» Directions:
Continue the forum thread about NeoGeo CD image files in .ccd, .cue, .img and .sub formats from the point where its text ends.

» Quoted text:

# I got .ccd, .cue, .img and .sub files on my NeoGeo CD ROM... What do they mean?



## SaulFabre (Jan 3, 2020)

Hi, community.
I got a NeoGeo CD game and the content of the game is in .cue, .ccd, .img and .sub formats, what does they mean?
And how I can do to burn them in a CD and play them in a NEOGEO CD emulator?
Thanks very much for your answers


----------



## Plstic (Jan 3, 2020)

SaulFabre said:


> Hi, community.
> I got a NeoGeo CD game and the content of the game is in .cue, .ccd, .img and .sub formats, what does they mean?
> And how I can do to burn them in a CD and play them in a NEOGEO CD emulator?
> Thanks very much for your answers


I would try using the cue file with imgburn.


----------



## Mikemk (Jan 3, 2020)

[Source records]
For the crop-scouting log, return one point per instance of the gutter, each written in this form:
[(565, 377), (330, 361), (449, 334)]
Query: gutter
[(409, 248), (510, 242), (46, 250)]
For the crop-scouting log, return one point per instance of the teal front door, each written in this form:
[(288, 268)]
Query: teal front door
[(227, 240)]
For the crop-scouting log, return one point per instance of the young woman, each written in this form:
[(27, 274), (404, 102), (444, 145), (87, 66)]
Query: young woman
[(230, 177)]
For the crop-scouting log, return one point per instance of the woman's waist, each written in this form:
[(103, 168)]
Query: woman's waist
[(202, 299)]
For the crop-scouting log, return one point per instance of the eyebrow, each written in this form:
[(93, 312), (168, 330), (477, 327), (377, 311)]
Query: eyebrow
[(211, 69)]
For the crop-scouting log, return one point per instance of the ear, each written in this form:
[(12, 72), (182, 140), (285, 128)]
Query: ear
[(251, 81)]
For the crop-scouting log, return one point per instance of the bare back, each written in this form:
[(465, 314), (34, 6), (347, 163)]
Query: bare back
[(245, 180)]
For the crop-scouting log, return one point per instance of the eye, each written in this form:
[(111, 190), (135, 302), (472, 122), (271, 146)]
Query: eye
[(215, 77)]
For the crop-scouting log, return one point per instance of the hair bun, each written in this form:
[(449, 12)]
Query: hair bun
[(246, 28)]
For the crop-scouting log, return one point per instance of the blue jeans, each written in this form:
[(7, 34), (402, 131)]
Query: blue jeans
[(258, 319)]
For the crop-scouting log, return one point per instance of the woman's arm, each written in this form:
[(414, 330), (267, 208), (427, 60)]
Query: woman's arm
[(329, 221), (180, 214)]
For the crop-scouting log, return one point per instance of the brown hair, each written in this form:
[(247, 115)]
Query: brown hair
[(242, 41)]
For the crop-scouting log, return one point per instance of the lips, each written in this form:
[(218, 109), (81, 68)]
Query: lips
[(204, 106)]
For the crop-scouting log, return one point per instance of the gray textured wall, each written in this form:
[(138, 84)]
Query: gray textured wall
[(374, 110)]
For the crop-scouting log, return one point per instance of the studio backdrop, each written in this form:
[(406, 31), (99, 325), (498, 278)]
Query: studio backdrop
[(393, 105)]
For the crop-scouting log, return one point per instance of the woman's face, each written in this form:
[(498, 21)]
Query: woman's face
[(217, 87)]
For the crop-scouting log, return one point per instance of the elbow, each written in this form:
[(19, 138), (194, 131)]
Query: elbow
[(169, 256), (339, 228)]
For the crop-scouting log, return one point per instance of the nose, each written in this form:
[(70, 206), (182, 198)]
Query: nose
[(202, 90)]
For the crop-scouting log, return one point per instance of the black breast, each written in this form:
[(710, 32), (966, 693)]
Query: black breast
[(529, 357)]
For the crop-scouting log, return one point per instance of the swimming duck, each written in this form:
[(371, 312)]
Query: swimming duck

» Answer for this exercise:
It's an archaic way of storing disks with multiple tracks, used to be popular despite the inconvenience.  Each track of the disc is a different file.  The cue file lists all the tracks and tells where they are on disc.  img/bin are the image files for each track, ccd is either an encryption or decryption key, not sure which, idk what sub is.


----------



## ChiefReginod (Jan 3, 2020)

CCD is actually a CloneCD image. What sets them apart from other disc images is mainly the inclusion of the subchannel data. This data isn't really necessary if you're just using the image in an emulator. For that, BIN/CUE would probably be best.

If you're burning it to CD-R you would load the CCD file with IMGBurn (preferable) or CloneCD (kind of outdated now).


----------



## SaulFabre (Jan 3, 2020)

ChiefReginod said:


> CCD is actually a CloneCD image. What sets them apart from other disc images is mainly the inclusion of the subchannel data.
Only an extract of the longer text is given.